Exercises to complete:
A – For each statement, decide whether it agrees with the article on Amazon's investment in Anthropic. Answer yes or no and quote the words of the article that decide it. (i) Amazon's earlier investments in Anthropic came to $8 billion. (ii) Anthropic was founded in 2019. (iii) More than 100,000 customers run Claude models on Amazon Web Services.
B – Resume the article on Amazon's investment in Anthropic, picking up after its last sentence.

#### Text

Amazon is investing an additional $5 billion in Anthropic and could commit up to $20 billion more over time, deepening their partnership in an increasingly competitive AI landscape.
Anthropic, the developer of the Claude chatbot and coding tool, plans to spend over $100 billion over the next decade on Amazon’s cloud services and chips, the companies said in a statement on Monday.
Amazon was already among Anthropic’s largest backers, with previous investments totaling $8 billion. For Amazon, the partnership has strengthened its cloud business by providing access to a leading AI model and a major customer for its in-house Trainium AI chips.
Anthropic, in turn, has benefited from access to Amazon’s extensive network of corporate clients. According to the companies, more than 100,000 customers run Claude models on Amazon Web Services.
Anthropic, founded in 2021 by several former employees of OpenAI, is widely expected to pursue an initial public offering as early as this year. The company has been working to attract more paying enterprise customers to help offset the substantial costs of developing its technology.
Anthropic secured a $30 billion funding round in February, valuing the San Francisco–based startup at $380 billion, and has since received investor interest suggesting a valuation exceeding $800 billion.
The agreement highlights Anthropic’s growing demand for the vast computing power required to develop new versions of Claude. Like OpenAI, the company has struck multiple deals to secure advanced chips and rented computing capacity.

########
#### Information provided

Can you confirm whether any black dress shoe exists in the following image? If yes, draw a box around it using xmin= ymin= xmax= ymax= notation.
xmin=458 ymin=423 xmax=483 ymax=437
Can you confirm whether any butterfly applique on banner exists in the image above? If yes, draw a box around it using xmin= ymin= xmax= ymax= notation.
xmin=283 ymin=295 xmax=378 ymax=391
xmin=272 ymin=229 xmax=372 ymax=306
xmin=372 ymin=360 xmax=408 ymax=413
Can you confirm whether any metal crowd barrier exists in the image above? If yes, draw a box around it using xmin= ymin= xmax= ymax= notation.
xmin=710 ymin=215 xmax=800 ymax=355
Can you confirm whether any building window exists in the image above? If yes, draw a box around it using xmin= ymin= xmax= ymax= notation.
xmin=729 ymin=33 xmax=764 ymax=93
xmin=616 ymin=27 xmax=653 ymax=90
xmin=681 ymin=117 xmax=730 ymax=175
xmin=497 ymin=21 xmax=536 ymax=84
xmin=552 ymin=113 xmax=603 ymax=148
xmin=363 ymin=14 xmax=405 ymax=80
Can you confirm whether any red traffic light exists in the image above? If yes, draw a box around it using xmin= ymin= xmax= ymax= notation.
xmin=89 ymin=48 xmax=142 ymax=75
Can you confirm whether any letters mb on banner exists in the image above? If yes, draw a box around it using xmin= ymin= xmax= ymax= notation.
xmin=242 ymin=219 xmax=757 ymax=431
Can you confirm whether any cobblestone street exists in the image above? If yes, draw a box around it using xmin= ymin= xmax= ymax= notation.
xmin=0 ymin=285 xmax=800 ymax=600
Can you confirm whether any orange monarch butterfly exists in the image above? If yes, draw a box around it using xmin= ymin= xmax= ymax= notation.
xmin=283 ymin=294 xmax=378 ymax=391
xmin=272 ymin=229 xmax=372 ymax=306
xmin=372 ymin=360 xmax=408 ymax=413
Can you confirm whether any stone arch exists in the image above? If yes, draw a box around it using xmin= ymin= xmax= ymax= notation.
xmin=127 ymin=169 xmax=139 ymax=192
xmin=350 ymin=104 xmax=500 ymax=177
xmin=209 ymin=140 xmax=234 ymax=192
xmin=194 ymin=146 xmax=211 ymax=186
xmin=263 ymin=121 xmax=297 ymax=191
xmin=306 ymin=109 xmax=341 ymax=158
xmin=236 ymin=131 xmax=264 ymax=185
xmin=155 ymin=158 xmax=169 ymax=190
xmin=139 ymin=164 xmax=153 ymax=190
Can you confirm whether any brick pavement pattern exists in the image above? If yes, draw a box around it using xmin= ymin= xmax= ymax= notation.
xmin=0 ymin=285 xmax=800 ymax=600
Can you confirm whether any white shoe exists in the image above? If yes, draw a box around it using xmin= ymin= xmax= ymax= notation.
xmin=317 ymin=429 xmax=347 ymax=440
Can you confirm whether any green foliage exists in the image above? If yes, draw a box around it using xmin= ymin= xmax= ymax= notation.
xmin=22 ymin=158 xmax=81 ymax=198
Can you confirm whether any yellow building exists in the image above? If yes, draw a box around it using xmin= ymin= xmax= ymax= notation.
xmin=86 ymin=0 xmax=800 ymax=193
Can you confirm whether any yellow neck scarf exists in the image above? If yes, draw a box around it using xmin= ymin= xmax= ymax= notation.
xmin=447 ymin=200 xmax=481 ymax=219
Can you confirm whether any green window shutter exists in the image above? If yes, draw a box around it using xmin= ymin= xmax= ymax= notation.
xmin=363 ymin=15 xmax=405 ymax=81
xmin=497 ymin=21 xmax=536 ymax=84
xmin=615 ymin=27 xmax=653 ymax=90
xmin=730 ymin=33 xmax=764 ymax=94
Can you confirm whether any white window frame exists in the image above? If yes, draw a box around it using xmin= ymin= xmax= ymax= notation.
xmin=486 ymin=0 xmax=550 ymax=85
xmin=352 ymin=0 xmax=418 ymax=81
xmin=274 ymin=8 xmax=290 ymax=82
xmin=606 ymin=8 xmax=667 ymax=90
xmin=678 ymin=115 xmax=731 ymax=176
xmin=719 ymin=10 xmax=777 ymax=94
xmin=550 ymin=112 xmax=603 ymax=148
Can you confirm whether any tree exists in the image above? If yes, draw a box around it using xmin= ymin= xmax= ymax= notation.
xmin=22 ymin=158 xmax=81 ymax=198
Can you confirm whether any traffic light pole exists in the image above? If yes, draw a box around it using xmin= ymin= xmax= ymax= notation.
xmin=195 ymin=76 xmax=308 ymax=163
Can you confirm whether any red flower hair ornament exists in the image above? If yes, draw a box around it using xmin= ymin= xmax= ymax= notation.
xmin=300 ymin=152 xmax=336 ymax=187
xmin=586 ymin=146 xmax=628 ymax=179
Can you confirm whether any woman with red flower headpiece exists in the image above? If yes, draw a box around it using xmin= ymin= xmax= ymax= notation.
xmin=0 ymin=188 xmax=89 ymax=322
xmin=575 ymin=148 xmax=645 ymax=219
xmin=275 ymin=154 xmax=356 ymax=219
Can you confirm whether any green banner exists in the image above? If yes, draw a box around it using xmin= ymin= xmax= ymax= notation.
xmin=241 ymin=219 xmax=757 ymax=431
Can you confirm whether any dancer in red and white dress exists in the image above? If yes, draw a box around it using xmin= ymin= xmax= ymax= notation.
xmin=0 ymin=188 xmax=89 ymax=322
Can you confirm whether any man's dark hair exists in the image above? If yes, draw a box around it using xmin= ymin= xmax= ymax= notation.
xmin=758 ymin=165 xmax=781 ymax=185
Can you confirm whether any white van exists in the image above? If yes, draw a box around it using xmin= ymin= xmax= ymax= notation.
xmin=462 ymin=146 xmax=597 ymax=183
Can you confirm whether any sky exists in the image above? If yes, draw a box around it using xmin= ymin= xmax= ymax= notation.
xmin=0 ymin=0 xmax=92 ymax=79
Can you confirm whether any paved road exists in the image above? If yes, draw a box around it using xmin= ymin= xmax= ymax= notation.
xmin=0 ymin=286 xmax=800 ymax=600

########

Results in order:
A –
(i) Yes: "with previous investments totaling $8 billion"
(ii) No: "founded in 2021 by several former employees of OpenAI"
(iii) Yes: "more than 100,000 customers run Claude models on Amazon Web Services"

B –
Anthropic recently announced it would partner with Broadcom to source chips based on Google’s tensor processing units, which compete with Amazon’s Trainium chips. The collaboration is expected to provide access to around 3.5 gigawatts of computing power.
In October, Anthropic also confirmed plans to procure up to one million specialised AI chips from a unit of Alphabet Inc., in a deal valued at tens of billions of dollars.
In Monday’s announcement, Amazon said it would supply Anthropic with both general-purpose computing chips and AI accelerators, enabling it to scale up to roughly 5 gigawatts of computing power.
Although Anthropic has enjoyed strong momentum this year with popular offerings such as its Claude Code AI tool, it is also embroiled in a dispute with the United States government over AI safeguards – an issue that has led to legal action by the company, which it says could impact its business.
Amazon said it remains a minority investor and does not hold a seat on Anthropic’s board or trust. The company added that any future investments will be linked to specific commercial milestones.